* Start *

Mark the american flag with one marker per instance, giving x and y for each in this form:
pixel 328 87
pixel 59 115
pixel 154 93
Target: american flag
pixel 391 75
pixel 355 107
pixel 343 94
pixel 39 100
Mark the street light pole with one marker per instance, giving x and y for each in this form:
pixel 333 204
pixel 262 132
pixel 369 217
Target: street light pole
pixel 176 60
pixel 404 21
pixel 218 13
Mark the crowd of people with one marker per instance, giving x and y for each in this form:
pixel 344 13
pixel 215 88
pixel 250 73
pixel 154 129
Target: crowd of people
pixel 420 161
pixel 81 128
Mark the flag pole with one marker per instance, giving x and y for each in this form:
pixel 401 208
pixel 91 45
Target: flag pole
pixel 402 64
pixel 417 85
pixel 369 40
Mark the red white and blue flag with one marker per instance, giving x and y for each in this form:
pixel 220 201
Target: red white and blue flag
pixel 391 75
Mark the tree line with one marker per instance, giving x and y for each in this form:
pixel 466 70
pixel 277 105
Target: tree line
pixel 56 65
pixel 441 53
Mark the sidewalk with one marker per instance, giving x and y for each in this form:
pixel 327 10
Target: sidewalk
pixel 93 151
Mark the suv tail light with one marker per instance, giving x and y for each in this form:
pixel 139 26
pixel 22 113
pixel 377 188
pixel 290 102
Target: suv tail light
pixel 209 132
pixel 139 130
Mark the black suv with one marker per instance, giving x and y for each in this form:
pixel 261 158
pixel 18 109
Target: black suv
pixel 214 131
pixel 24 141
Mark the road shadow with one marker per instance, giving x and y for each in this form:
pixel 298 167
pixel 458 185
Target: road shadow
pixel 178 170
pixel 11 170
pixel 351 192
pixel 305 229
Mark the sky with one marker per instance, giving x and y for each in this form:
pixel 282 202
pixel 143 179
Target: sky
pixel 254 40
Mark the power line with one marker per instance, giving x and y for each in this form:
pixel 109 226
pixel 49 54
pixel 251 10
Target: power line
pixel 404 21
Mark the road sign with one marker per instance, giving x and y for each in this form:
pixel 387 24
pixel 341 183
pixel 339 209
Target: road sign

* End *
* Start *

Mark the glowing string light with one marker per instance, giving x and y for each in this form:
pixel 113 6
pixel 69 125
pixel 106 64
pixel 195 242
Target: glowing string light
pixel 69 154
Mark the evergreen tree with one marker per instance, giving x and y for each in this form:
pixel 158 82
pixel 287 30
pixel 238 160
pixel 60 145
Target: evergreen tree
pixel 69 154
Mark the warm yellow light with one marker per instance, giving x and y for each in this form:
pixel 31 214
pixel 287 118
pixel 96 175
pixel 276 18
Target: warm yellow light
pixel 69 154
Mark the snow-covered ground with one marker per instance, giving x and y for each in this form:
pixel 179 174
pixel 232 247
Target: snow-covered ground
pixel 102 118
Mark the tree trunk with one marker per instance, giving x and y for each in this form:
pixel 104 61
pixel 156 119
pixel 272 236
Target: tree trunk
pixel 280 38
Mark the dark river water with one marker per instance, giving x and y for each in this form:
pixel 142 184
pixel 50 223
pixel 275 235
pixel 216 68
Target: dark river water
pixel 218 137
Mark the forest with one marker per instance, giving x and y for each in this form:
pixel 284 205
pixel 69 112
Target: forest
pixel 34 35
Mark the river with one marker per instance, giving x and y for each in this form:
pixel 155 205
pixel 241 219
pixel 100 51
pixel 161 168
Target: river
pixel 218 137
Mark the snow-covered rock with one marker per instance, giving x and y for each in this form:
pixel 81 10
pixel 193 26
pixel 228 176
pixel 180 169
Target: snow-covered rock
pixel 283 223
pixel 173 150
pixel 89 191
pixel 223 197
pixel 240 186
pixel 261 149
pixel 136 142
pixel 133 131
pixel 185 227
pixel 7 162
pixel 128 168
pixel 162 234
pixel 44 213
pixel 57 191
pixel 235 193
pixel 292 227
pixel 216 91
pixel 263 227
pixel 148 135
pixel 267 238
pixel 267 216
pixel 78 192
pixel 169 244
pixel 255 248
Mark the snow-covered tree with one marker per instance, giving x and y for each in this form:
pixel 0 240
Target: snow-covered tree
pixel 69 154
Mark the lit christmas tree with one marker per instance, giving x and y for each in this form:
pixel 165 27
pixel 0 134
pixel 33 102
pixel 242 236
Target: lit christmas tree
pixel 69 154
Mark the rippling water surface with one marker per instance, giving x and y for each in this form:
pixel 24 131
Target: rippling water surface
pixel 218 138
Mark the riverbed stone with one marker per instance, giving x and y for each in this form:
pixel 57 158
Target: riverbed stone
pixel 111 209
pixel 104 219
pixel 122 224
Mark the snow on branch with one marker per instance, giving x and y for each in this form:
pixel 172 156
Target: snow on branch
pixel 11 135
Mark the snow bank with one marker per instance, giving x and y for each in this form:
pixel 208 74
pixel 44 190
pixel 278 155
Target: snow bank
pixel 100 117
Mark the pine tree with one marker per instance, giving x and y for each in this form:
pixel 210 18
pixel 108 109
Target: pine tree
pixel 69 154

* End *
* Start *

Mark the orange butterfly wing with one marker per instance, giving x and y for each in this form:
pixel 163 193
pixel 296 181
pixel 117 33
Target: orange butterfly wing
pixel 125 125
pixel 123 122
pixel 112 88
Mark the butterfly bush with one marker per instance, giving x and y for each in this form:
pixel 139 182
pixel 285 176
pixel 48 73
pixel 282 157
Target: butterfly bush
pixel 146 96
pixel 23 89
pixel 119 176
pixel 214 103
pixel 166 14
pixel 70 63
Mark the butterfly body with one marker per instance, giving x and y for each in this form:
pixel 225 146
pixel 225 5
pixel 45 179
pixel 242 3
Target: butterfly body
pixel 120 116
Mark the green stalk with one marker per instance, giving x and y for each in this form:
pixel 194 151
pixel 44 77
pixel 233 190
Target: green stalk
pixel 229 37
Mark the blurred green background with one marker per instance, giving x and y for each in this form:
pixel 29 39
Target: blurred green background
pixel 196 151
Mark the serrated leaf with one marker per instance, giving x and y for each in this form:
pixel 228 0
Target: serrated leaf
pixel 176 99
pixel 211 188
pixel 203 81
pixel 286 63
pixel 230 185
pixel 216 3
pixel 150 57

* End *

WHAT YOU NEED TO DO:
Quote the listing from the line containing "Mark the street" down to the line containing "pixel 441 53", both lines included.

RESPONSE:
Mark the street light pole with one marker per instance, giving x and y for each in this form:
pixel 333 204
pixel 262 132
pixel 369 217
Target: street light pole
pixel 176 60
pixel 404 21
pixel 218 13
Mark the crowd of people with one marker per instance, giving x and y for each in this form:
pixel 344 13
pixel 215 88
pixel 250 73
pixel 154 129
Target: crowd of people
pixel 420 161
pixel 81 128
Mark the flag pole with one marker per instance, giving x and y for each in this form:
pixel 401 208
pixel 91 45
Target: flag pole
pixel 402 64
pixel 417 85
pixel 369 40
Mark the red white and blue flag with one marker per instance, giving x and y for each in this form:
pixel 220 201
Target: red white and blue flag
pixel 391 75
Mark the tree line with one marker per instance, giving x and y for each in this form:
pixel 466 70
pixel 277 105
Target: tree line
pixel 56 65
pixel 441 53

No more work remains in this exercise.